## SELECTED EXTRACT:

OpenAPI specs: what works and what breaks
Intello’s engine targets OpenAPI 2.0 and 3.x documents (JSON or YAML)—the same files you paste or link when you add a dependency in the app. This page documents practical constraints: parser behavior, security hardening, and vendor quirks that affect diffs.
Supported inputs
- JSON and YAML OpenAPI definitions.
- Specs reachable via HTTPS
GETforspec_source=url. - Files within configured size limits (tens of MB—check deployment; extremely large specs may fail at fetch/parse).
External references ($ref)
For security, Intello does not resolve arbitrary external $ref targets that would cause the worker to fetch uncontrolled URLs or local files. Specs should be self-contained or use refs Intello’s parser can resolve safely within the fetched document.
Best practice: vendor-publish bundled OpenAPI (all schemas inlined) for monitoring.

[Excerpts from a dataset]

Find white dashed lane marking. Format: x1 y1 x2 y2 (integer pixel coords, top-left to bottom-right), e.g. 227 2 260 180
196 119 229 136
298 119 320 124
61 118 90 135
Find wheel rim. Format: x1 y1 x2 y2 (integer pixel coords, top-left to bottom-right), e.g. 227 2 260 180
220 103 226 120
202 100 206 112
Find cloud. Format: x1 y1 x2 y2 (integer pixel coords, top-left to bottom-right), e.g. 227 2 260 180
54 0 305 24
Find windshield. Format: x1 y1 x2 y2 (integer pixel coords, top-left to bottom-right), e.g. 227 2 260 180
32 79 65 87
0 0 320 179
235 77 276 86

## ACTIVITY LIST:
1. Using the page on OpenAPI specs, explain in one to three sentences why Intello does not resolve arbitrary external $ref targets.
2. From the page on OpenAPI specs, copy word for word the stretch from "OpenAPI specs: what" through "fail at fetch/parse).".
The rows have no connection to the page on OpenAPI specs.

## RESULTS FOR EACH TASK:
1. Intello does not resolve them for security reasons. Resolving them would cause the worker to fetch uncontrolled URLs or local files, so specs should be self-contained or use refs the parser can resolve safely within the fetched document.

2.
OpenAPI specs: what works and what breaks
Intello’s engine targets OpenAPI 2.0 and 3.x documents (JSON or YAML)—the same files you paste or link when you add a dependency in the app. This page documents practical constraints: parser behavior, security hardening, and vendor quirks that affect diffs.
Supported inputs
- JSON and YAML OpenAPI definitions.
- Specs reachable via HTTPS
GETforspec_source=url. - Files within configured size limits (tens of MB—check deployment; extremely large specs may fail at fetch/parse).